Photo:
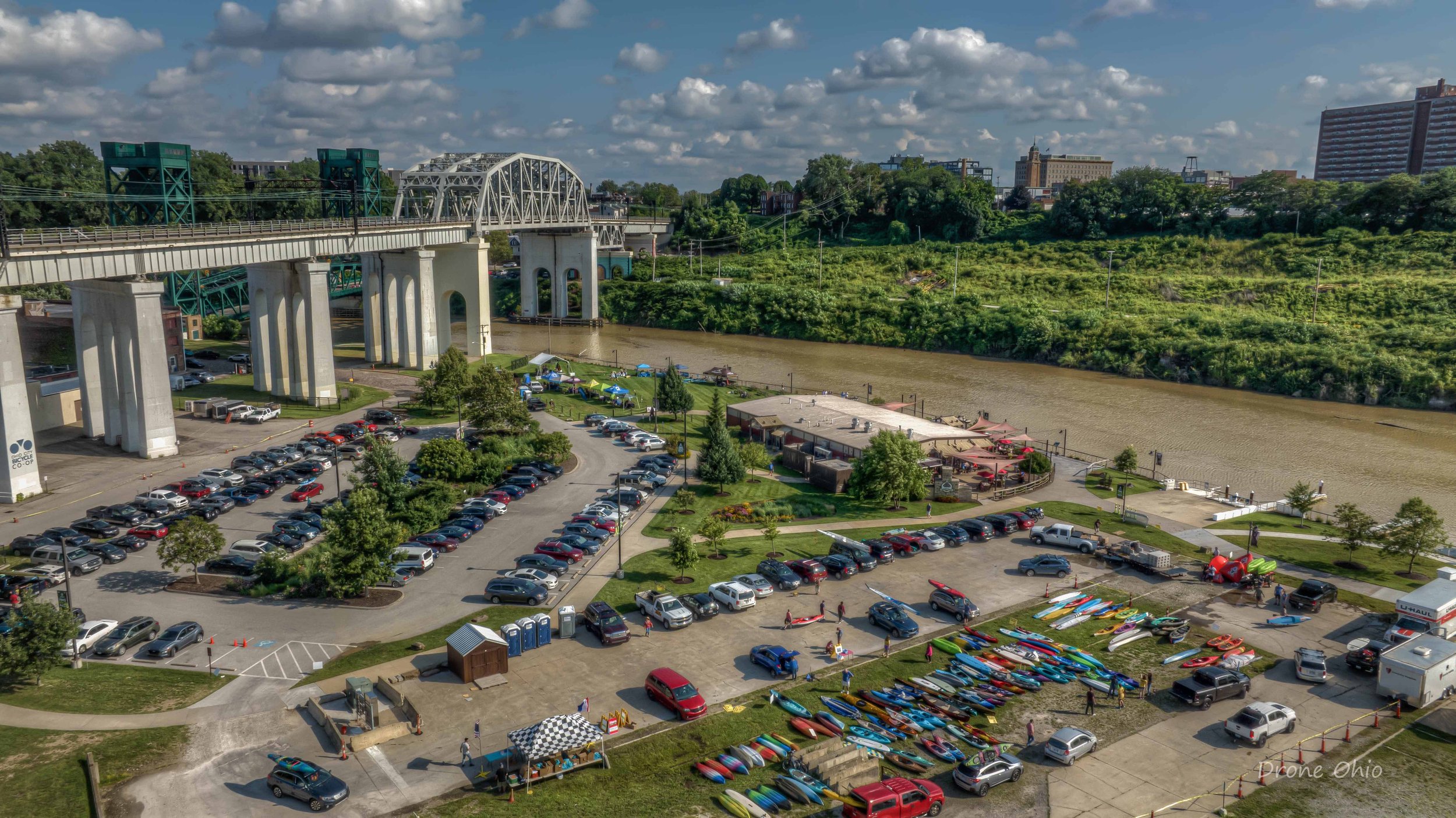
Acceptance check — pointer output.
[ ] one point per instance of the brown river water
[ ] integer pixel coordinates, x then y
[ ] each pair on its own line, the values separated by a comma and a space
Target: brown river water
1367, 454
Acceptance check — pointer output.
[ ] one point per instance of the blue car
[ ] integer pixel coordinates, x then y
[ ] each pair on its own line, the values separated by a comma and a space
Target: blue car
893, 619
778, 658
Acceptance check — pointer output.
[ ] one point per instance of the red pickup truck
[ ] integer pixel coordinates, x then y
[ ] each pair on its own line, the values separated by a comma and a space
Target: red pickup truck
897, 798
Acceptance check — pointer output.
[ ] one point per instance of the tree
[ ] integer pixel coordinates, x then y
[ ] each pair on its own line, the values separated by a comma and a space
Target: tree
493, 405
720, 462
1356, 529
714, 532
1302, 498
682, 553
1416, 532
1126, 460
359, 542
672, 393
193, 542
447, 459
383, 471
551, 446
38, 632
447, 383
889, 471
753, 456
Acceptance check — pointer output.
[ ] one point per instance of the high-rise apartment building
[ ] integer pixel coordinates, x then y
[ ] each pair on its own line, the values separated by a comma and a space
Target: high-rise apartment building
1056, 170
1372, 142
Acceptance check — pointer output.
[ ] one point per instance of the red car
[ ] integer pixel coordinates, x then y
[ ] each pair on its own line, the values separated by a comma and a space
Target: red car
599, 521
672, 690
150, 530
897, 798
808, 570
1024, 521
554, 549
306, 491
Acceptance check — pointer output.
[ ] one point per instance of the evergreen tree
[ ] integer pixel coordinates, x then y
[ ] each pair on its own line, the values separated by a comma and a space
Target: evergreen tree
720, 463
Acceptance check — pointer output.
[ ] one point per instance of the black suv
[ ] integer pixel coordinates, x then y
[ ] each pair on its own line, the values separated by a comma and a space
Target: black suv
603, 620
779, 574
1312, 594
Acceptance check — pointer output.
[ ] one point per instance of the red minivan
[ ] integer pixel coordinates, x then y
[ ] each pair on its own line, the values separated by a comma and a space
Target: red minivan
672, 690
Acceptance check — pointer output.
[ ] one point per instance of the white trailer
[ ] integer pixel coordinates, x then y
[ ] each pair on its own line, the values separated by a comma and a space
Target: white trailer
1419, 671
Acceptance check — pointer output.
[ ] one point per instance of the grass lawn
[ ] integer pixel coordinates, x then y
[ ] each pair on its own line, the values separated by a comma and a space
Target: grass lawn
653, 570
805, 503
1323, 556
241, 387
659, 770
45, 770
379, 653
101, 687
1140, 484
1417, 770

Do this:
Each record must be quoted in full and exactly. Do not include the pictures.

Solution for this task:
Photo:
Acceptance check — pointer output.
[ ] one point per instance of the brown river water
[ ] integer pixel coordinates, x then y
[ ] each pair on its own line, the values separated by a comma and a space
Target: brown river water
1367, 454
Acceptance check — pointer output.
[ ] one point per instance of the blue car
[ ] integer pixel coordinates, x then y
[ ] each pair on its own line, the values separated by a comma and a space
Target: blue car
893, 619
778, 658
Acceptance check — pointer output.
[ ] one point per instance of the red pickup truck
[ ] integer pixel coordinates, x then y
[ ] each pair on its own line, the values separated by a comma and a space
Target: red pickup truck
897, 798
Acceptance check — pointer output.
[ ] one point per instance of the tree
[ ] integer pixel coordinates, x then y
[ ] each pair on its own line, the values separated by a comma and a space
Target: tree
493, 405
720, 462
1356, 529
714, 532
1302, 498
682, 553
1416, 532
1126, 460
359, 542
672, 393
193, 542
447, 459
383, 471
551, 446
38, 632
447, 383
889, 471
753, 456
Acceptance check — pointer output.
[ ] one point per instance of the high-rise apartment building
[ ] integer pixel coordinates, x then y
[ ] each pair on its own line, the values separated by a comma and a space
Target: high-rise apartment building
1056, 170
1372, 142
Acceptance check — pointer output.
[ ] one point per instance of the red car
[ ] integer pixel coordinates, x then y
[ ] each pair on its own line, the values separated by a comma and a space
Target: red car
599, 521
672, 690
150, 530
897, 798
808, 570
1024, 521
554, 549
306, 491
Acceptance check — pointer output.
[ ] one point per instance of the evergreen tree
[ ] integer pixel coordinates, x then y
[ ] each pair on its own line, the values separated by a comma and a space
Target: evergreen tree
720, 463
Acceptance check — pointer output.
[ ] one point per instance of the black suv
[ ] integer pixel coordinates, x then y
[ ] each pair on its own line, the values separated by a comma and a space
Target: black suv
603, 620
779, 574
1312, 594
Acceptance check — pointer output.
[ ] one point per instance of the red minivan
[ ] integer pixel coordinates, x then y
[ ] each pair on its own line, the values separated by a comma and a space
Target: red minivan
672, 690
Acceptance check — pointer output.
[ ] one point per instance of the white trailer
[ ] integer pixel coordinates, x then y
[ ] each pair on its own line, the values separated by a comma and a space
Target: white trailer
1419, 671
Acceptance check — pointer output.
[ ] one point per instance of the grass lawn
[ ] integer pixel coordinates, x then y
[ ] each pair on its own line, the values separated by a comma and a space
Target: grass lawn
653, 570
805, 503
1323, 556
241, 387
659, 770
45, 770
379, 653
101, 687
1140, 484
1417, 770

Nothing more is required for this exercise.